WHAT THIS EXERCISE ASKS:
A) In the Impala metadata excerpt, what is the safe range for Catalogd CPU usage?
B) List every metadata workload anti-pattern named in the table of the Impala metadata excerpt.
C) Echo the part of the Impala metadata excerpt between "Actions: Switch to" and "considerable CPU overhead.", inclusive.
SELECTED EXCERPT: Begin
Actions: Switch to a tool designed to handle rapidly ingested data like Kudu, HBase, etc.
Scenario 6
Description: Queries exhibiting slowness and you observe high Catalog CPU usage (>20%)
Possible Inferences:
- More the catalog update size more the processing power needed to serialize and compact. Indicates occurrence of large # of parallel refresh on large tables with small files and incremental stats can incur considerable CPU overhead.
Actions: Reduce DDL concurrency. Decrease overall memory footprint for catalog update.
Quick Summary
CatalogD RSS memory | CatalogD heap space usage | StatestoreD topic size (zoom in, if necessary) | Catalogd CPU usage | CatalogD/ StatestoreD host network throughput (host-level) | Namenode RPC workload summary (RPC calls per sec) | |
Safe range | < 80% of total process memory allocation | < 80% of total or sudden spike beyond 20 GB | – | < 20% | Few Mbs to 2 Gbs per second | 30-40K/s |
Metadata workload anti-pattern | ||||||
Compute incremental stats on large wide partitioned tables | increases | increases | increases | low | med | n/a |
Large # of databases, tables, partitions and small files growing at a fast rate | increases drastically | increases drastically | increases drastically | med | med | high |
Frequently refreshing large tables(table or partition) | stable | stable | stable or increases slightly | low | very high | stable |
Indiscriminate use of INVALIDATE METADATA commands | stable | stable | drops momentarily and rises again | med | very high | high |
High number of concurrent DDL operations | increases drastically | increases drastically | increases drastically (> 2 GB) | high (> 20%) | very high | high |
Catalog or statestore service restarts | drops drastically & rises | drops drastically and rises | drops drastically and rises | medium | high | stable |
High number of coordinator nodes | n/a | n/a | n/a | n/a | very high | n/a |
Conclusion
In this post, we explored several key Cloudera Manager metrics which monitor and diagnose possible metadata specific performance issues in Apache Impala. When troubleshooting a complex distributed service such as Impala, it is important to establish solid foundation to monitor the critical components and their interaction within the architecture. Understanding the relationship between memory and processing power in the running processes and observing outlier behavior helps us forge a clearer path for diagnostics and drill down to a root cause. Although the Statestore and Catalog daemon are not critical to the actual uptime of the Impala service, they possess invaluable information to ensure the smooth functioning of the service.
SELECTED EXCERPT: End
RECORD EXTRACTS: Begin
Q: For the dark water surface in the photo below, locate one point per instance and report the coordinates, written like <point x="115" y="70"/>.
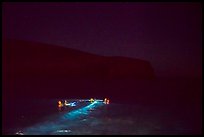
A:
<point x="175" y="111"/>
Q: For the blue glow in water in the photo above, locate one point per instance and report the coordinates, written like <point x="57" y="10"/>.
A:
<point x="48" y="127"/>
<point x="82" y="111"/>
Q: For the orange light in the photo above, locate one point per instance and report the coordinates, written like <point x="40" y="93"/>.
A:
<point x="108" y="101"/>
<point x="91" y="100"/>
<point x="60" y="104"/>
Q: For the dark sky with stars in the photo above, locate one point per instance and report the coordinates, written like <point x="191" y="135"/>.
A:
<point x="166" y="34"/>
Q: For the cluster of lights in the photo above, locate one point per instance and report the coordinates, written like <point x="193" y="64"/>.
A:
<point x="72" y="104"/>
<point x="106" y="101"/>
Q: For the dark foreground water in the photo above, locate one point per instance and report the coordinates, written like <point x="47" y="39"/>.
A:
RECORD EXTRACTS: End
RESPONSES TO THE TASKS:
A) Less than 20%.

B)
- Compute incremental stats on large wide partitioned tables
- Large # of databases, tables, partitions and small files growing at a fast rate
- Frequently refreshing large tables(table or partition)
- Indiscriminate use of INVALIDATE METADATA commands
- High number of concurrent DDL operations
- Catalog or statestore service restarts
- High number of coordinator nodes

C)
Actions: Switch to a tool designed to handle rapidly ingested data like Kudu, HBase, etc.
Scenario 6
Description: Queries exhibiting slowness and you observe high Catalog CPU usage (>20%)
Possible Inferences:
- More the catalog update size more the processing power needed to serialize and compact. Indicates occurrence of large # of parallel refresh on large tables with small files and incremental stats can incur considerable CPU overhead.